## MATERIAL PROVIDED
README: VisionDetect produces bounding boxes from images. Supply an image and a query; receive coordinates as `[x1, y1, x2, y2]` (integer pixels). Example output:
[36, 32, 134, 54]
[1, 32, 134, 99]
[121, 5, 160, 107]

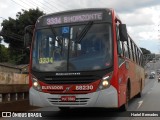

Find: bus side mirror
[119, 24, 128, 41]
[24, 25, 34, 48]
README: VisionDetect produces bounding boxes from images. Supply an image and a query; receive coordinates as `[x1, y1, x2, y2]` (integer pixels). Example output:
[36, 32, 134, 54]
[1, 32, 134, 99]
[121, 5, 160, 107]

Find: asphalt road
[2, 61, 160, 120]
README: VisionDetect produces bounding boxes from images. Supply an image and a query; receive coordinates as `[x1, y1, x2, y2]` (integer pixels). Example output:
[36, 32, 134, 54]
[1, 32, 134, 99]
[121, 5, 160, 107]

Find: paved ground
[0, 100, 38, 112]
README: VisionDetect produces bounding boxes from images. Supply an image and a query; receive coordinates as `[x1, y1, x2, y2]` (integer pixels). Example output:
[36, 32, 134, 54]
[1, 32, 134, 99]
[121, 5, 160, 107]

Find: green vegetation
[0, 8, 44, 64]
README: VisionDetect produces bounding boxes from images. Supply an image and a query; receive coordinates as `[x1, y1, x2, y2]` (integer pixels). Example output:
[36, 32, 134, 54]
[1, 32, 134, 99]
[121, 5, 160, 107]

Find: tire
[120, 87, 130, 112]
[59, 107, 70, 111]
[136, 81, 142, 98]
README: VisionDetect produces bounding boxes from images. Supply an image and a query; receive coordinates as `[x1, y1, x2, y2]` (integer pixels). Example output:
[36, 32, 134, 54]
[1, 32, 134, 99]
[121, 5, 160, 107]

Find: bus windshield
[32, 23, 113, 72]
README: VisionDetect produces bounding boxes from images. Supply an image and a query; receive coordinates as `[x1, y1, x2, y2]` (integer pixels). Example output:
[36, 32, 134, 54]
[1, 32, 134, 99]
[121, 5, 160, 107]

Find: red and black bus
[26, 8, 145, 110]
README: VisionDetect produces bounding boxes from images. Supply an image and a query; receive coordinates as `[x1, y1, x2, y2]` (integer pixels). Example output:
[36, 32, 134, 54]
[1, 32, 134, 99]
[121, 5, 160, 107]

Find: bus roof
[36, 8, 113, 27]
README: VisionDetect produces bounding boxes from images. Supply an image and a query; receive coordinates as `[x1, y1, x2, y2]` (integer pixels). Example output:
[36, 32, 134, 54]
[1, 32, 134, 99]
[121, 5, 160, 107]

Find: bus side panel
[118, 58, 128, 106]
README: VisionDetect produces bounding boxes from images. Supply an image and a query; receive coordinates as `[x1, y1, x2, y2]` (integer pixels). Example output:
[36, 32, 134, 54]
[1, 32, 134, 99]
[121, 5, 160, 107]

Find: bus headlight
[32, 77, 42, 92]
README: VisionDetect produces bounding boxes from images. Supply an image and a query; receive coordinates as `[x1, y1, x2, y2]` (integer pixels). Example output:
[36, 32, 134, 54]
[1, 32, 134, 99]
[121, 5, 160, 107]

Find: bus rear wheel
[59, 107, 70, 111]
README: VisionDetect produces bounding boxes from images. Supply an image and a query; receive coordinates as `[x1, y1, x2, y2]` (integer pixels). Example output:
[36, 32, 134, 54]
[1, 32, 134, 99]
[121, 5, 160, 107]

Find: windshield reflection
[32, 23, 112, 72]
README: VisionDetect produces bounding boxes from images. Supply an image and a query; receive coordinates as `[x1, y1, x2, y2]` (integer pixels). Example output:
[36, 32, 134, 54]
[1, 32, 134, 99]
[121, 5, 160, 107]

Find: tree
[0, 44, 9, 62]
[141, 48, 151, 55]
[0, 8, 44, 64]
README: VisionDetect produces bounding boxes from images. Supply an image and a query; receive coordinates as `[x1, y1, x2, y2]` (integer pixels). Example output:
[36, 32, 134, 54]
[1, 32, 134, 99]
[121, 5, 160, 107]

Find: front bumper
[29, 86, 118, 108]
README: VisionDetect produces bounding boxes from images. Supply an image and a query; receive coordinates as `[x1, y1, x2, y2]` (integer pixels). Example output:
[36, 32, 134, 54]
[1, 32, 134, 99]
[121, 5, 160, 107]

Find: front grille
[44, 75, 100, 84]
[48, 98, 90, 105]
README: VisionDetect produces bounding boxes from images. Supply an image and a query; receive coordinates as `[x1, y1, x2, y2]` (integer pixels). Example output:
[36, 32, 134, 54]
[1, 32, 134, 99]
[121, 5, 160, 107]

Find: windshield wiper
[49, 25, 62, 45]
[75, 21, 93, 43]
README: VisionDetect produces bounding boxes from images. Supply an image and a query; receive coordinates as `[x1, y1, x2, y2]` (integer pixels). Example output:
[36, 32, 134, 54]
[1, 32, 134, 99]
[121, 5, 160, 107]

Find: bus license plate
[61, 96, 76, 102]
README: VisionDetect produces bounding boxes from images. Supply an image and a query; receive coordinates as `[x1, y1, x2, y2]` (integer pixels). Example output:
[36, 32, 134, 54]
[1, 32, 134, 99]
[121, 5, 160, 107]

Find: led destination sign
[44, 12, 103, 25]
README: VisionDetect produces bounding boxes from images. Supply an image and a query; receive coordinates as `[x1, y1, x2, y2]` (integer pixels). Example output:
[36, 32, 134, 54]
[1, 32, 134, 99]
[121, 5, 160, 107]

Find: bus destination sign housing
[37, 9, 112, 27]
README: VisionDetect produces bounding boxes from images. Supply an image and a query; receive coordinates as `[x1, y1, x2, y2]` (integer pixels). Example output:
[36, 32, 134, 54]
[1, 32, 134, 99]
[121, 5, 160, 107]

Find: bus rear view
[25, 9, 144, 109]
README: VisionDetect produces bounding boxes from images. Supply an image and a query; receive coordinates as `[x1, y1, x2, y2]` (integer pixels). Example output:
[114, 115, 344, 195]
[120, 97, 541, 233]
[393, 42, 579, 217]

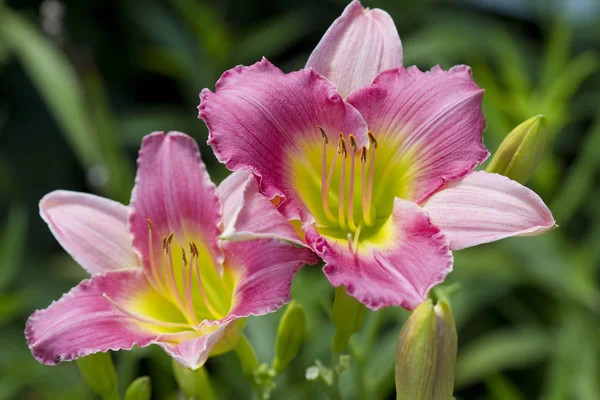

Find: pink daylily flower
[25, 132, 318, 369]
[198, 1, 555, 310]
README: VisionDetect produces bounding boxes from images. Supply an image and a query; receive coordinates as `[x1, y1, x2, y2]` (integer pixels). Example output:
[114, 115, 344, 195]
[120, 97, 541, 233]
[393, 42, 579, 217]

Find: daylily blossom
[25, 132, 317, 369]
[199, 1, 555, 309]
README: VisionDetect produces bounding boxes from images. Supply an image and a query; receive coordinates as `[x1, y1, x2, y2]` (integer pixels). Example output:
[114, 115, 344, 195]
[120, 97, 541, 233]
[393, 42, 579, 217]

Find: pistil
[189, 242, 222, 319]
[348, 134, 357, 232]
[338, 138, 348, 229]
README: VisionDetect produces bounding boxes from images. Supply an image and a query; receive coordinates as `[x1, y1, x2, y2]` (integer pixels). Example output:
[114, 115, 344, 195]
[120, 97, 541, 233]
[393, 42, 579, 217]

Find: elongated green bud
[273, 301, 306, 374]
[486, 115, 548, 184]
[76, 353, 120, 400]
[331, 286, 367, 353]
[125, 376, 152, 400]
[396, 300, 457, 400]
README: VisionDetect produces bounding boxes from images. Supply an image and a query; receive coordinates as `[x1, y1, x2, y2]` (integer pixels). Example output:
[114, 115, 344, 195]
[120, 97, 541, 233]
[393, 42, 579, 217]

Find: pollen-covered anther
[317, 125, 329, 144]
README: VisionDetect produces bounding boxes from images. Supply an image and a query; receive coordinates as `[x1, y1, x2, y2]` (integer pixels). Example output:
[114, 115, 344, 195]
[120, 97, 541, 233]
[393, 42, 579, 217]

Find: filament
[146, 218, 165, 293]
[348, 134, 356, 231]
[190, 242, 221, 319]
[338, 138, 348, 229]
[181, 246, 198, 325]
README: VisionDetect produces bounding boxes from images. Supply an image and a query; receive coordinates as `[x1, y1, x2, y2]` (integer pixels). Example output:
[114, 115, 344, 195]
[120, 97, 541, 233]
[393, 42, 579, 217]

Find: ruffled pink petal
[223, 239, 319, 318]
[198, 59, 367, 220]
[40, 190, 140, 275]
[348, 65, 489, 204]
[25, 269, 230, 369]
[156, 319, 233, 370]
[217, 171, 306, 246]
[129, 132, 223, 281]
[306, 198, 452, 310]
[306, 1, 402, 97]
[424, 171, 556, 250]
[25, 269, 158, 365]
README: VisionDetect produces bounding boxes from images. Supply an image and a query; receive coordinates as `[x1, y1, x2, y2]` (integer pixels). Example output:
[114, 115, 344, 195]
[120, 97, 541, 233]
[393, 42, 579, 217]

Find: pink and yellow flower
[199, 1, 555, 309]
[25, 132, 317, 369]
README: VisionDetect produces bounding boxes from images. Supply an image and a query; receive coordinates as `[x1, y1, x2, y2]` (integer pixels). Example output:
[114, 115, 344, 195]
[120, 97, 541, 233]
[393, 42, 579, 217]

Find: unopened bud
[396, 300, 457, 400]
[76, 353, 119, 399]
[331, 286, 367, 353]
[125, 376, 152, 400]
[273, 301, 306, 373]
[486, 115, 548, 184]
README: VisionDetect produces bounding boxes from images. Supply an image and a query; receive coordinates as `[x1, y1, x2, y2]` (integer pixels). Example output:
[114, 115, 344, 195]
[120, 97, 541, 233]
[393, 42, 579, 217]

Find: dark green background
[0, 0, 600, 400]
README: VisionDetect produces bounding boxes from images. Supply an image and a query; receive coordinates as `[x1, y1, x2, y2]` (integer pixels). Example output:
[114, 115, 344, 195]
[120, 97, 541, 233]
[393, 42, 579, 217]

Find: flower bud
[396, 300, 457, 400]
[331, 286, 367, 353]
[273, 301, 306, 374]
[76, 353, 119, 399]
[486, 115, 548, 184]
[125, 376, 152, 400]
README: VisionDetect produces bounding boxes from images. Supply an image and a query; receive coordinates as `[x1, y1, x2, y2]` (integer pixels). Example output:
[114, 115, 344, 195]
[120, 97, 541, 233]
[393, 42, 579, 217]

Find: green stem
[329, 350, 343, 400]
[234, 335, 259, 381]
[196, 367, 217, 400]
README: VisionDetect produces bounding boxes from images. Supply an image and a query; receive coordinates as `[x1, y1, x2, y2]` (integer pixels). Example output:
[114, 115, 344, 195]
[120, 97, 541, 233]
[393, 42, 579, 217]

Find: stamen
[317, 125, 335, 222]
[365, 131, 377, 226]
[348, 134, 357, 231]
[321, 133, 344, 222]
[346, 232, 354, 254]
[102, 293, 196, 330]
[353, 221, 363, 254]
[338, 137, 348, 229]
[360, 146, 368, 225]
[189, 242, 221, 319]
[181, 246, 198, 325]
[146, 218, 165, 294]
[163, 232, 185, 310]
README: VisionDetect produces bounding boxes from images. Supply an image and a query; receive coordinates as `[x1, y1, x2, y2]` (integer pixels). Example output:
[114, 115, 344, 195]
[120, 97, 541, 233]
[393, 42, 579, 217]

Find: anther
[348, 134, 358, 153]
[364, 131, 377, 226]
[339, 138, 348, 158]
[367, 131, 378, 148]
[181, 246, 187, 267]
[317, 125, 329, 144]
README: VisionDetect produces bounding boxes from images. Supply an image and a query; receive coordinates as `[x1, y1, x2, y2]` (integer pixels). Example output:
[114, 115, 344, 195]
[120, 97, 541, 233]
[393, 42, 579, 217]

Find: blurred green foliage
[0, 0, 600, 400]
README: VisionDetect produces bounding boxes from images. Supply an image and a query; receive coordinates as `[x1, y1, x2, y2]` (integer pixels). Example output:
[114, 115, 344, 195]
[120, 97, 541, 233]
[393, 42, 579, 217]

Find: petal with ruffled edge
[217, 171, 306, 246]
[198, 59, 368, 221]
[223, 239, 319, 318]
[129, 132, 223, 287]
[25, 269, 166, 365]
[40, 190, 140, 275]
[25, 269, 230, 369]
[156, 318, 240, 370]
[348, 66, 489, 204]
[306, 0, 402, 97]
[423, 171, 556, 250]
[306, 198, 453, 310]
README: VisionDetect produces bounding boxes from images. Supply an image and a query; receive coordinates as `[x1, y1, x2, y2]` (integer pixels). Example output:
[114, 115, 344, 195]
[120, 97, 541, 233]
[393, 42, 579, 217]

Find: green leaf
[0, 8, 132, 201]
[235, 10, 313, 62]
[456, 327, 552, 388]
[550, 113, 600, 224]
[125, 376, 152, 400]
[0, 205, 28, 293]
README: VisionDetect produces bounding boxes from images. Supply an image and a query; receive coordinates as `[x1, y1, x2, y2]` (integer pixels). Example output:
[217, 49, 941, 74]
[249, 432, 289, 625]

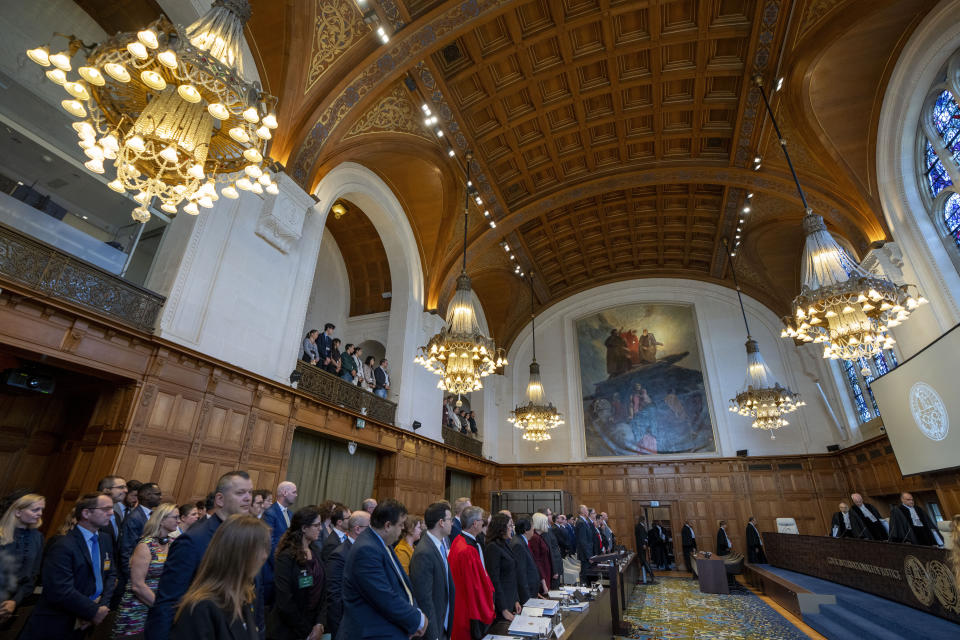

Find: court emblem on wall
[910, 382, 950, 442]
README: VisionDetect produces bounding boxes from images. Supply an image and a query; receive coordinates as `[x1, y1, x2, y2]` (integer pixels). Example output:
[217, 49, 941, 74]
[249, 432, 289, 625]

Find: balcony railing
[297, 360, 397, 424]
[443, 427, 483, 458]
[0, 224, 165, 333]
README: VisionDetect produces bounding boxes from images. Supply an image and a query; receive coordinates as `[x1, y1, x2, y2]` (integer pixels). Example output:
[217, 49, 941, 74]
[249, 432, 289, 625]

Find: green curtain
[287, 429, 377, 509]
[447, 469, 473, 504]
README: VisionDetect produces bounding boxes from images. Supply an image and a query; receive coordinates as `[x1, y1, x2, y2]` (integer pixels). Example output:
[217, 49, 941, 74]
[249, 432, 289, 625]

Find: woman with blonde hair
[113, 502, 180, 638]
[170, 513, 270, 640]
[393, 516, 423, 575]
[0, 493, 46, 629]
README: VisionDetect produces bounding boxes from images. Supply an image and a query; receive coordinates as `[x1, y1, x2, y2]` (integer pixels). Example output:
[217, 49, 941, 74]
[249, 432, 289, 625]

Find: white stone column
[147, 174, 322, 381]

## TASK BRIEF
Lay out the stretch from the start of the records through the line containing "[26, 8, 145, 110]" as a numbered list, skipping blank lines and leaving out the pictures.

## RESULT OF THE TASK
1. README: VisionDetect produces bounding boxes from images. Supply an image and a query; receive coordinates as `[x1, y1, x2, y2]` (integer pixels). Example output:
2. [36, 32, 134, 54]
3. [1, 32, 134, 99]
4. [121, 5, 160, 107]
5. Find: bus side mirror
6. [119, 24, 128, 41]
7. [24, 25, 34, 48]
8. README: VisionDetect produces bounding boxes from images. Supply an image and a query; receive coordinates as `[x1, y1, x2, y2]` (integer pixels). Example output:
9. [36, 32, 134, 54]
10. [1, 32, 134, 99]
11. [121, 5, 160, 107]
12. Find: asphalt road
13. [2, 61, 160, 120]
14. README: VisionDetect produces bounding boxes from images. Supply an image and a query; receive coordinates as `[x1, y1, x2, y2]` (integer pixels). Example output:
15. [36, 32, 134, 54]
16. [1, 32, 134, 99]
17. [121, 5, 160, 107]
18. Find: paved ground
19. [0, 100, 38, 112]
20. README: VisionDetect produces bounding boxes from images. Supply an image and a query; receive coordinates as `[x1, y1, x2, y2]` (integer pixels). Example output:
21. [36, 32, 134, 54]
22. [1, 32, 134, 99]
23. [121, 5, 160, 107]
24. Find: green vegetation
25. [0, 8, 44, 64]
26. README: VisionDetect produces bounding boxes from images. Supply an image and a query; receive coordinates as `[x1, y1, x2, y2]` (integer pixels). Example output:
27. [36, 32, 134, 54]
28. [1, 32, 134, 99]
29. [121, 5, 160, 107]
30. Find: tire
31. [120, 87, 130, 112]
32. [59, 107, 70, 111]
33. [136, 81, 142, 98]
34. README: VisionDetect produces bounding boxes from images. Supply an image and a query; receive coordinates as `[x1, y1, x2, y2]` (integer pixels). Example output:
35. [36, 32, 134, 54]
36. [1, 32, 134, 99]
37. [121, 5, 160, 107]
38. Find: bus windshield
39. [32, 23, 113, 72]
40. README: VisionDetect produces bounding boxes from images. Supply an image and a query; receive coordinates as `[x1, y1, x2, y2]` (integer pixels). Example output:
41. [36, 32, 134, 54]
42. [1, 32, 134, 99]
43. [121, 5, 160, 107]
44. Find: red and black bus
45. [26, 8, 145, 110]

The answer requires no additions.